● WORK TO COMPLETE
Everything from the line containing "Each instance of the chainsaw" to the final line of the records below should be given again exactly, and nothing else.

● INPUT DATA
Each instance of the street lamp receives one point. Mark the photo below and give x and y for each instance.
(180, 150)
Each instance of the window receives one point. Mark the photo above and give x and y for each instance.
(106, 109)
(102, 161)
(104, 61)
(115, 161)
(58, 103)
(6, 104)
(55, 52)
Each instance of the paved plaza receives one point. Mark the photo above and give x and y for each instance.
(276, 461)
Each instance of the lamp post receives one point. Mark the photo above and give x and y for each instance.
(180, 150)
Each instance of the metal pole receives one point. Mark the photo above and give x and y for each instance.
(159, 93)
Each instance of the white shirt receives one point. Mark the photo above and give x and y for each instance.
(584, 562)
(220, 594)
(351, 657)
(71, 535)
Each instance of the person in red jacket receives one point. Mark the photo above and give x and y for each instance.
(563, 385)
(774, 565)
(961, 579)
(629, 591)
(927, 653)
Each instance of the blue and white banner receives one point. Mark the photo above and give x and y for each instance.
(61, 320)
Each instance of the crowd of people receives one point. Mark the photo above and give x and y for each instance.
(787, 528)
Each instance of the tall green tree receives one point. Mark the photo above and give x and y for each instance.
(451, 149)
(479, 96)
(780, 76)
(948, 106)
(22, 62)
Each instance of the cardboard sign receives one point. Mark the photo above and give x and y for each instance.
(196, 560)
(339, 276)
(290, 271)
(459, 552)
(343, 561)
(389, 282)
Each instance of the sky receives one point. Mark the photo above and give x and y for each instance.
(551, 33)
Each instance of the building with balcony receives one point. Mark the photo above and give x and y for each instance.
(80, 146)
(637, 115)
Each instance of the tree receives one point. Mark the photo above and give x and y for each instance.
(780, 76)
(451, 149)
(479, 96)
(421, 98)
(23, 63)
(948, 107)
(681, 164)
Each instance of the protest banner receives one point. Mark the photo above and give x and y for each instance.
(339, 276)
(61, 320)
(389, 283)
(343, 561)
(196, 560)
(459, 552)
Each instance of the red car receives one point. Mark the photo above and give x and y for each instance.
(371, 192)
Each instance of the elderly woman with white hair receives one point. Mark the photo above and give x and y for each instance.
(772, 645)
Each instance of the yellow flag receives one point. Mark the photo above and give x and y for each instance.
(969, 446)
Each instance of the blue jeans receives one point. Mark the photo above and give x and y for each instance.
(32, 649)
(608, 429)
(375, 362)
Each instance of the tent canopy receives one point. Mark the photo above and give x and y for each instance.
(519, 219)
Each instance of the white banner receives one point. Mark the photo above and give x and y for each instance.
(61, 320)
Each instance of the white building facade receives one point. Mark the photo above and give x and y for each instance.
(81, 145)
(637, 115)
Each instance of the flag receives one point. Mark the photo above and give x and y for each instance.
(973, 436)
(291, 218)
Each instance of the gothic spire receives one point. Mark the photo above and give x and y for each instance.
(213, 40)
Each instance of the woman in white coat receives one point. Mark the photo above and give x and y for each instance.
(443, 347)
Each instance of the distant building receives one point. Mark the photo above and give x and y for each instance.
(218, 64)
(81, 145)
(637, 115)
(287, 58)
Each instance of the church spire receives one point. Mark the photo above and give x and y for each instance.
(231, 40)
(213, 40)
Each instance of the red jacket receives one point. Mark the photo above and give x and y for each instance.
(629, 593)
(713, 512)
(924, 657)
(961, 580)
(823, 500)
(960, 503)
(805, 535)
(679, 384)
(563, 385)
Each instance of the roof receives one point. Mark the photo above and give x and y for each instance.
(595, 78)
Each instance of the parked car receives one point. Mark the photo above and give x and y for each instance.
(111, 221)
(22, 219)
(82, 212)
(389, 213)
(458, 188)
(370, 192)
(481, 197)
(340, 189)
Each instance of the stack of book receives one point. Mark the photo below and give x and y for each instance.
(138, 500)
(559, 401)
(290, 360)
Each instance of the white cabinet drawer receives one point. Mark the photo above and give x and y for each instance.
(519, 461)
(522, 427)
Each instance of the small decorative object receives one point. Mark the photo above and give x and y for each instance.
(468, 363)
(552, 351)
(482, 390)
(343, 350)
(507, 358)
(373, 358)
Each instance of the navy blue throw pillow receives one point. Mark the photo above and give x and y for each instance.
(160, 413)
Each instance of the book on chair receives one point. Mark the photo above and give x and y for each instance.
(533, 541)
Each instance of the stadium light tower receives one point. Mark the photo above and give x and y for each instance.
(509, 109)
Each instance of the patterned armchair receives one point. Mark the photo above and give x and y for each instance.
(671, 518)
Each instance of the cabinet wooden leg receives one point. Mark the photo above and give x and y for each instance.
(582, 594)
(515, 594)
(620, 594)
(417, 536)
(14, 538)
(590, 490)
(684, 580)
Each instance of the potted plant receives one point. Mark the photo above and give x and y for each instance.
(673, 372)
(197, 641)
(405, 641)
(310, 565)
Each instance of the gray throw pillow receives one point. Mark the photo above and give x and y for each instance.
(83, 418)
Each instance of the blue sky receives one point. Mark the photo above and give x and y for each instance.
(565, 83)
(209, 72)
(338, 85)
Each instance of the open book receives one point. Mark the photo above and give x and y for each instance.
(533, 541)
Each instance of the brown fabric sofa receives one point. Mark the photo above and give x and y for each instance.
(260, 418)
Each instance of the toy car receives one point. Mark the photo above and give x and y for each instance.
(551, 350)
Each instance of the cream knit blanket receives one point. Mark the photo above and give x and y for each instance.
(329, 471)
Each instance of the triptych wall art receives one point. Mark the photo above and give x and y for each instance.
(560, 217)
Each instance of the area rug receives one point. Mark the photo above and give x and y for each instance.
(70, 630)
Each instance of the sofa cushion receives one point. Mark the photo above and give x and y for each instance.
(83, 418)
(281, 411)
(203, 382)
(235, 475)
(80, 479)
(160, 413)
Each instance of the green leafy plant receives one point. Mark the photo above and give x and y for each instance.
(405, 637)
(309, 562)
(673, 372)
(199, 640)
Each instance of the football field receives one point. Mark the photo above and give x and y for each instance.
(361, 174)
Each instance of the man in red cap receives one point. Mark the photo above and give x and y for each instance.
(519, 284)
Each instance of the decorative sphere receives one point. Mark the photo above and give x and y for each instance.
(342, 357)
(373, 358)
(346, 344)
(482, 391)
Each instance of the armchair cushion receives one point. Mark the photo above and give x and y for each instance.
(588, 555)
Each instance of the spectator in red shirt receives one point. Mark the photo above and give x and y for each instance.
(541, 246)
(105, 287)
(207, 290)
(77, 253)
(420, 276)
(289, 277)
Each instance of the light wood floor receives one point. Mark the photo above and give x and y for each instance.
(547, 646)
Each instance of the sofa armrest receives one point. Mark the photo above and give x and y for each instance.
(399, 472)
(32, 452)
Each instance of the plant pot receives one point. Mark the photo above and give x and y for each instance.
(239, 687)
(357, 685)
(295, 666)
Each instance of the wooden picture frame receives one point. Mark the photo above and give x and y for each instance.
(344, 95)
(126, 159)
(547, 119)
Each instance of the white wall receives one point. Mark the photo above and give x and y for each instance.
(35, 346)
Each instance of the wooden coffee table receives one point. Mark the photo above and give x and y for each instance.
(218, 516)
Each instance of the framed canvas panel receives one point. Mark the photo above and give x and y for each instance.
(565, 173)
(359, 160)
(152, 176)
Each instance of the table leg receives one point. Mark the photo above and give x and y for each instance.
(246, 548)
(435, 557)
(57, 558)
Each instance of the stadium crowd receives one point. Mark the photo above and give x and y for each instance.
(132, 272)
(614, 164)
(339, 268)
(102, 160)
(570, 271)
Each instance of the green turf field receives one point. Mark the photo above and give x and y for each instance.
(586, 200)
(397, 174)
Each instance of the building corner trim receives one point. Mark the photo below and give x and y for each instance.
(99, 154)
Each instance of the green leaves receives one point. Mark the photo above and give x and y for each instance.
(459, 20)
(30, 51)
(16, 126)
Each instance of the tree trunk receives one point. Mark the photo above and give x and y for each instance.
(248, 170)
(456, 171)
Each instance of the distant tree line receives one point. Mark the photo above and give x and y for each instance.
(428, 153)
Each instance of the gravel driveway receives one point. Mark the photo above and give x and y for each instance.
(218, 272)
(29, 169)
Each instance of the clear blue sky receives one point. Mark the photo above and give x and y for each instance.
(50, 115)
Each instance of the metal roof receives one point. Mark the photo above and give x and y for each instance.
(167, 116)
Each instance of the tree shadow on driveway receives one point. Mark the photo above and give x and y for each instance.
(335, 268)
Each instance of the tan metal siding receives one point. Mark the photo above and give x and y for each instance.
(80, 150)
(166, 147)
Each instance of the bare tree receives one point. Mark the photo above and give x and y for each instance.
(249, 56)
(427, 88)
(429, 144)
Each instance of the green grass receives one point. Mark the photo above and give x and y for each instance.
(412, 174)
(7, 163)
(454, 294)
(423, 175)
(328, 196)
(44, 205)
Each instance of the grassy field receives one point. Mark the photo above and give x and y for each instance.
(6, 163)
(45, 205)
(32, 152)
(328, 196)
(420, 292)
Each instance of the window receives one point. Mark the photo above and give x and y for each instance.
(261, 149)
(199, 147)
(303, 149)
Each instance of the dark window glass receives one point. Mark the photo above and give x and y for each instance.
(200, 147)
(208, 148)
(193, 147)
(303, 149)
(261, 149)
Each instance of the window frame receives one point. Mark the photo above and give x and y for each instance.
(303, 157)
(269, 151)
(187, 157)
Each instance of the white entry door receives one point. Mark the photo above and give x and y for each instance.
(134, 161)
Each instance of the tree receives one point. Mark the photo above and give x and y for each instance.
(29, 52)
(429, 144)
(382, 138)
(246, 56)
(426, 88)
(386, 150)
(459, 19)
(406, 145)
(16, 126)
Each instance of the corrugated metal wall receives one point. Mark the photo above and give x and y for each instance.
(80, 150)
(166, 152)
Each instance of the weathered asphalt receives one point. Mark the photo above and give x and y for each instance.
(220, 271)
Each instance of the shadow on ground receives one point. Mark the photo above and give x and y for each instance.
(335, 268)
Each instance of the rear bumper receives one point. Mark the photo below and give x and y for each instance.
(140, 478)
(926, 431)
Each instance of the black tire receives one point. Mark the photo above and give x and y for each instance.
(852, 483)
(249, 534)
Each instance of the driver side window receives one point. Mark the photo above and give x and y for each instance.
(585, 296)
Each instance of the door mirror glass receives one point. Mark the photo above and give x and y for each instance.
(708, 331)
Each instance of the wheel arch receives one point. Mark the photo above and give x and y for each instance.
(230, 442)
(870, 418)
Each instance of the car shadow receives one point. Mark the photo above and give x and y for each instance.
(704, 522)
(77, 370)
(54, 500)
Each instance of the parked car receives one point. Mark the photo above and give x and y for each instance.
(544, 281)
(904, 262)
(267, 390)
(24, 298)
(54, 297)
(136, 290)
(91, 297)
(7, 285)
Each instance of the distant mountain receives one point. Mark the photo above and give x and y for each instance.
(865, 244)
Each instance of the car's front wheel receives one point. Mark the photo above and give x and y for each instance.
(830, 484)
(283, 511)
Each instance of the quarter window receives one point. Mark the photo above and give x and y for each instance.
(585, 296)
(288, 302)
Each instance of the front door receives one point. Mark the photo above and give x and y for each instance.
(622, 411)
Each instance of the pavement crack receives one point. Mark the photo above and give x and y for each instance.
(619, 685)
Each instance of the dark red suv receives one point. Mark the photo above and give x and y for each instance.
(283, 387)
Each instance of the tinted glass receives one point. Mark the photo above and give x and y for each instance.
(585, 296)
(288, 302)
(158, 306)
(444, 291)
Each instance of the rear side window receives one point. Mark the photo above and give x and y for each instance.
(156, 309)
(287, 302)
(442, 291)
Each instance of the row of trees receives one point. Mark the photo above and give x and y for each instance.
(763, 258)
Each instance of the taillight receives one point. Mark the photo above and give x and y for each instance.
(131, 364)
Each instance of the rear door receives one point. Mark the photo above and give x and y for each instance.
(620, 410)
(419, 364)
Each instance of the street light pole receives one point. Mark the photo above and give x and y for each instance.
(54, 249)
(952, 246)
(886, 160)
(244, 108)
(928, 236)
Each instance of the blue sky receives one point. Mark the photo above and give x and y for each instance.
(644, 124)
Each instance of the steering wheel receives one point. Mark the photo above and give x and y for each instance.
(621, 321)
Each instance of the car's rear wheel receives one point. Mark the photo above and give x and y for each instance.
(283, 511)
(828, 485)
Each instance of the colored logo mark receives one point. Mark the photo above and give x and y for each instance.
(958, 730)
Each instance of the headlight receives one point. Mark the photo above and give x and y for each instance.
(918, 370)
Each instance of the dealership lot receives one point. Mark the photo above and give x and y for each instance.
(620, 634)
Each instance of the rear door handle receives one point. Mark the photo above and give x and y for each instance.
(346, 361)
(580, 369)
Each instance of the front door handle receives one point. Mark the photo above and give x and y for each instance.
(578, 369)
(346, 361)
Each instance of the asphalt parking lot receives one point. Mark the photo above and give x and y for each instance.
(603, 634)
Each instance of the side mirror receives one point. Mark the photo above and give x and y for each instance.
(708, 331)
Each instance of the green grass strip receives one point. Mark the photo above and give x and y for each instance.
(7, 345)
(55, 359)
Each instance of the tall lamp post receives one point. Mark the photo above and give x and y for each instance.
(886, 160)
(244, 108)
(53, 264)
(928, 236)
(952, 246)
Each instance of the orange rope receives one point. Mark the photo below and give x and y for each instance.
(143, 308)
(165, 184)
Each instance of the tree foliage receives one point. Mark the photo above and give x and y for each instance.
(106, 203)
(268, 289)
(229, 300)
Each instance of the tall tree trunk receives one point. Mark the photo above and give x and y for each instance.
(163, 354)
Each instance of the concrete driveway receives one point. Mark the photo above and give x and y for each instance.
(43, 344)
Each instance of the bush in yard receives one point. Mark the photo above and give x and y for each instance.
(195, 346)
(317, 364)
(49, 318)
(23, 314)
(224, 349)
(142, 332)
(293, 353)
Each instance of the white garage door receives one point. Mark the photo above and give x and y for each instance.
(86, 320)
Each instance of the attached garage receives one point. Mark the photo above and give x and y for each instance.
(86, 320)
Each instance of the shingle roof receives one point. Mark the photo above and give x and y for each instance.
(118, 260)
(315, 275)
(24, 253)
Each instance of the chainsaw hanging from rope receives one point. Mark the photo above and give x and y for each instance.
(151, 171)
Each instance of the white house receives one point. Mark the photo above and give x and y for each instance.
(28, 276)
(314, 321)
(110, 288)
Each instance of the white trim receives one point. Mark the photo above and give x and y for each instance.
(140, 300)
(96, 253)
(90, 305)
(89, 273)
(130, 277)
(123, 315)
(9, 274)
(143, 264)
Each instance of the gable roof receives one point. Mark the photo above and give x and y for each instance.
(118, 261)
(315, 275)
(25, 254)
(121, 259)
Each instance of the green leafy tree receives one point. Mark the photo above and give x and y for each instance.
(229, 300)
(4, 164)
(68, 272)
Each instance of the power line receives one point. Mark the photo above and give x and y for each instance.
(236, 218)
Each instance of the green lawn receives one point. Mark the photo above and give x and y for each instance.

● FULL ANSWER
Each instance of the chainsaw hanging from rope receives one point. Mark the photo above and give x and y for each instance.
(151, 171)
Each instance of the white house receives one point. Mark the photo above and give x and y for each instance.
(28, 276)
(314, 321)
(110, 288)
Each instance of the white trim receives one point. Mark the photo above and give x and y for each instance.
(140, 300)
(96, 253)
(90, 305)
(89, 273)
(130, 277)
(123, 315)
(9, 274)
(143, 264)
Each instance of the gable roof receives one point. Mark the photo above and give x and y for each instance.
(118, 261)
(315, 275)
(25, 254)
(121, 259)
Each instance of the green leafy tree receives one point. Mark the photo above and give x and y for each instance.
(229, 300)
(4, 164)
(68, 272)
Each instance of the power line receives one point. Mark the photo above and give x and y for each instance.
(236, 218)
Each instance of the green lawn receives one point. Mark the photo above and give x and y for each instance.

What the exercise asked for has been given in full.